◆ Document passage ◆
==*==

All of lore.kernel.org
 help / color / mirror / Atom feed
From: Ming Lei <ming.lei@redhat.com>
To: James Bottomley <James.Bottomley@HansenPartnership.com>,
	linux-scsi@vger.kernel.org,
	"Martin K . Petersen" <martin.petersen@oracle.com>
Cc: linux-block@vger.kernel.org, Ming Lei <ming.lei@redhat.com>,
	Christoph Hellwig <hch@lst.de>,
	Bart Van Assche <bvanassche@acm.org>,
	"Ewan D . Milne" <emilne@redhat.com>,
	Hannes Reinecke <hare@suse.com>
Subject: [PATCH 2/2] scsi: core: avoid to pre-allocate big chunk for sg list
Date: Tue, 23 Apr 2019 18:32:40 +0800	[thread overview]
Message-ID: <20190423103240.29864-3-ming.lei@redhat.com> (raw)
In-Reply-To: <20190423103240.29864-1-ming.lei@redhat.com>

Now scsi_mq_setup_tags() pre-allocates a big buffer for IO sg list,
and the buffer size is scsi_mq_sgl_size() which depends on smaller
value between shost->sg_tablesize and SG_CHUNK_SIZE.

==*==

Some rows

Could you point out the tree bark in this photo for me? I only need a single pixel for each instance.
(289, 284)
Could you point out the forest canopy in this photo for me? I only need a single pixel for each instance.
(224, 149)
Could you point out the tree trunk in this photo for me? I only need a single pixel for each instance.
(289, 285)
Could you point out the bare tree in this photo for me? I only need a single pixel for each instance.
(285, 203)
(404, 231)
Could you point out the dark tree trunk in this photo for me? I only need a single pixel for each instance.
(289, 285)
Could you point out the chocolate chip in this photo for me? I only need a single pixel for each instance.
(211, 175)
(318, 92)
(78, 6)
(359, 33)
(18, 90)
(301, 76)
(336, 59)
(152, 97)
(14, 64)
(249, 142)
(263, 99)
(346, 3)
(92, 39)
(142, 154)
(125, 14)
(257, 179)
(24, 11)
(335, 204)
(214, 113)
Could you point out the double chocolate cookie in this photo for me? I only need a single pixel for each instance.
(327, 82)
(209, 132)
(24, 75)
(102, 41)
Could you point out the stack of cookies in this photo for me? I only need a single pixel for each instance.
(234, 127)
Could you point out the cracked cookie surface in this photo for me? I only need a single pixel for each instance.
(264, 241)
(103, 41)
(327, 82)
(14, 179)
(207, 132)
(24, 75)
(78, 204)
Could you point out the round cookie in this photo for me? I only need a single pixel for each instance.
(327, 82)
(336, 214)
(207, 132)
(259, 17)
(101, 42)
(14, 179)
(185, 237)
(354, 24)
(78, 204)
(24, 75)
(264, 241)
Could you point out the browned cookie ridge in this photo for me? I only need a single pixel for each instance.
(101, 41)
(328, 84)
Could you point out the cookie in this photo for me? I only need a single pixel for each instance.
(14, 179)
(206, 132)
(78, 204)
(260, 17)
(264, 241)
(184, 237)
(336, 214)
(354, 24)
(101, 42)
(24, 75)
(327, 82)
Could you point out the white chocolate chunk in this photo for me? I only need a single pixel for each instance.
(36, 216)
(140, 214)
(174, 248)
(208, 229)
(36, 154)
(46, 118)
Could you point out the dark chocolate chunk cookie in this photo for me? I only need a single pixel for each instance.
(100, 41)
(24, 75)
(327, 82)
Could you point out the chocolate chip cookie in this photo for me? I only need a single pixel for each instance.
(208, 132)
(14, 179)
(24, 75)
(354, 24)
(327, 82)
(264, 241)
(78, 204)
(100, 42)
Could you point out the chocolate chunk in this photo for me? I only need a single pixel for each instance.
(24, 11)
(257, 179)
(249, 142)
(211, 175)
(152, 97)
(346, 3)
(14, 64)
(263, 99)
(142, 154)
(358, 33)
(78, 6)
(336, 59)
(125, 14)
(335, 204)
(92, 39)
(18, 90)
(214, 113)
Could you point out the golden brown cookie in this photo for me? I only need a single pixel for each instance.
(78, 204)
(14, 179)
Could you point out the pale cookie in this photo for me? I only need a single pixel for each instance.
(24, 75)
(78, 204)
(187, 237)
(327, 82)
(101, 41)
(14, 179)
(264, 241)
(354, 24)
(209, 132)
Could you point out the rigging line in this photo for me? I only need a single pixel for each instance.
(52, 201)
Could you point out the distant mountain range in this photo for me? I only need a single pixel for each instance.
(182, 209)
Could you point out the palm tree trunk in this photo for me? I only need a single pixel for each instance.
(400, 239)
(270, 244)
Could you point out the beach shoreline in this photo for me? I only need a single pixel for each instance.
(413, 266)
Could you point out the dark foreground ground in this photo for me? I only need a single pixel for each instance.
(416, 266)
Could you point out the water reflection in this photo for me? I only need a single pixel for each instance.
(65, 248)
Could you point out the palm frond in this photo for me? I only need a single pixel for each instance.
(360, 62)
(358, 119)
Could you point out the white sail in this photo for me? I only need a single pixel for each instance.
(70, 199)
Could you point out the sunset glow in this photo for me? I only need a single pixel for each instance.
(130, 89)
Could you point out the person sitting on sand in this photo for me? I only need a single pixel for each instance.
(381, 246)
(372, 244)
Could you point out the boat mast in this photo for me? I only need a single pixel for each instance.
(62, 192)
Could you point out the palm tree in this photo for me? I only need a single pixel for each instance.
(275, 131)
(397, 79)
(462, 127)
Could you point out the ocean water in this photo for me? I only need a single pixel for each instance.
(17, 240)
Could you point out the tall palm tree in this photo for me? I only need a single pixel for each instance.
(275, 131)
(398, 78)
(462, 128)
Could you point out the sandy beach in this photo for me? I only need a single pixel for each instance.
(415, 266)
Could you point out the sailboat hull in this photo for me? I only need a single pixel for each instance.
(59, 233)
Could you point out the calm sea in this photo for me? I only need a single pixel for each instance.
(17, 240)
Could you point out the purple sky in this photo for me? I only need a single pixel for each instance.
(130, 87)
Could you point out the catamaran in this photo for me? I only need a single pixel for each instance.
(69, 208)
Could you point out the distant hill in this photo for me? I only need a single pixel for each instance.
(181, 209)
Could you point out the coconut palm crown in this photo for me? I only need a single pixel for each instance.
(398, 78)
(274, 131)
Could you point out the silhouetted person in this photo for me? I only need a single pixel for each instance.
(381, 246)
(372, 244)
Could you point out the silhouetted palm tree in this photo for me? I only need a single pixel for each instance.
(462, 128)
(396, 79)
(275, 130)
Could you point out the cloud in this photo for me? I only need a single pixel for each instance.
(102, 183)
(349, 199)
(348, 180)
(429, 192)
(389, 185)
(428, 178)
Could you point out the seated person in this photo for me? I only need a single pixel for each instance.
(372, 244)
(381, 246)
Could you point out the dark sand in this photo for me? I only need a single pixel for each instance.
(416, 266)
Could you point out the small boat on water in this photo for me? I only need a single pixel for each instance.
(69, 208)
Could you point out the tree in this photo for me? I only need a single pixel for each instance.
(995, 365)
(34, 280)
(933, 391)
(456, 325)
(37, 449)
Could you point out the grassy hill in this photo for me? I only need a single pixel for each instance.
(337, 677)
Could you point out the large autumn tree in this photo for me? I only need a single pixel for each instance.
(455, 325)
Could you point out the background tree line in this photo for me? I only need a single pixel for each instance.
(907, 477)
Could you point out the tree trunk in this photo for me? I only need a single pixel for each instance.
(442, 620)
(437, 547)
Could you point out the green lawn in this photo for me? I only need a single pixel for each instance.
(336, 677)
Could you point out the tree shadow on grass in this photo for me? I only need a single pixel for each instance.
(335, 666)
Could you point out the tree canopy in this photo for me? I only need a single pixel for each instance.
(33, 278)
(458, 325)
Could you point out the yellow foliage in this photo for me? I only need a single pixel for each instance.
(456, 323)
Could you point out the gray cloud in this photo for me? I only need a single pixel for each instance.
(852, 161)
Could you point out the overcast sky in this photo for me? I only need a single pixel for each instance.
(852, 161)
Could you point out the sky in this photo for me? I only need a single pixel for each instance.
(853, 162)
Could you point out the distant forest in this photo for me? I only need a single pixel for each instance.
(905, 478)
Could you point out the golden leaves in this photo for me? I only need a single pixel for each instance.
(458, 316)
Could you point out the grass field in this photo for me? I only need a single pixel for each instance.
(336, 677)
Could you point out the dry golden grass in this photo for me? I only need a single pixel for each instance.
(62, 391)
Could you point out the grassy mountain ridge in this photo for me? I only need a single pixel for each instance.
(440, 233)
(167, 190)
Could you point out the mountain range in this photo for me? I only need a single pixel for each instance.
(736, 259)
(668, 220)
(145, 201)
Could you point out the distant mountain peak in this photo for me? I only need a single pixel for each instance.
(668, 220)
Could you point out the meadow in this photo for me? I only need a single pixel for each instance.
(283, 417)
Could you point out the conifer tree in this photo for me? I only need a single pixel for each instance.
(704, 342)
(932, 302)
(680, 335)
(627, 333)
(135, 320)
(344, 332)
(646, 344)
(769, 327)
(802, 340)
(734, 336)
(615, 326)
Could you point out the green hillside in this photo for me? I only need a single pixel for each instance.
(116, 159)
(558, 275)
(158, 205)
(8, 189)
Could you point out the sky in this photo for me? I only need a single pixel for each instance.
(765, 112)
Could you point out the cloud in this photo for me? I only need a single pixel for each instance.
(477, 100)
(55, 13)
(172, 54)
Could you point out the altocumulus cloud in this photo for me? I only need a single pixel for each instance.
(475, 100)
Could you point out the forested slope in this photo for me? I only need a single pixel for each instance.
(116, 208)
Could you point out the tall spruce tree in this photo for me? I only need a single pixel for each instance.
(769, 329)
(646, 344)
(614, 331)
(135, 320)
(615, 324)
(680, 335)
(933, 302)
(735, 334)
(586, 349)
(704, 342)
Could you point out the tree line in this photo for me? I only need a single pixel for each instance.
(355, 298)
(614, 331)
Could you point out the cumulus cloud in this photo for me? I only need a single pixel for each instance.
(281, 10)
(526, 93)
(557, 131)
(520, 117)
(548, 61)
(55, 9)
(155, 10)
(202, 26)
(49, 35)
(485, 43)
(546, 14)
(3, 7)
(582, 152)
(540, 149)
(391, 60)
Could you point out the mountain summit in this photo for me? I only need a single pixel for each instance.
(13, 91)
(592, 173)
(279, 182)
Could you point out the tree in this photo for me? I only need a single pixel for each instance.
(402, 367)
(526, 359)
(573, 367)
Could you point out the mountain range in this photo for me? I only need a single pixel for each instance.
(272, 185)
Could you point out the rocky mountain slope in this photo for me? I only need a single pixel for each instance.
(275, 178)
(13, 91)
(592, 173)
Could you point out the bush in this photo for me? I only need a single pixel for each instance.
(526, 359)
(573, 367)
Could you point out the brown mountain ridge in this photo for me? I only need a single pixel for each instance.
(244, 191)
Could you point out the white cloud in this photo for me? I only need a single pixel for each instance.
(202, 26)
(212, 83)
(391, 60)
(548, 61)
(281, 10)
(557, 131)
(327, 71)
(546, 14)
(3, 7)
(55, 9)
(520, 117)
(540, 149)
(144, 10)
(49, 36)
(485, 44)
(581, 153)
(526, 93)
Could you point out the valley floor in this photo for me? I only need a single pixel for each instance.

==*==

◆ To be done ◆
Write out the patch email word for word, from "In-Reply-To: <20190423103240.29864-1-ming.lei@redhat.com>" to "shost->sg_tablesize and SG_CHUNK_SIZE.".

◆ Complete answer ◆
In-Reply-To: <20190423103240.29864-1-ming.lei@redhat.com>

Now scsi_mq_setup_tags() pre-allocates a big buffer for IO sg list,
and the buffer size is scsi_mq_sgl_size() which depends on smaller
value between shost->sg_tablesize and SG_CHUNK_SIZE.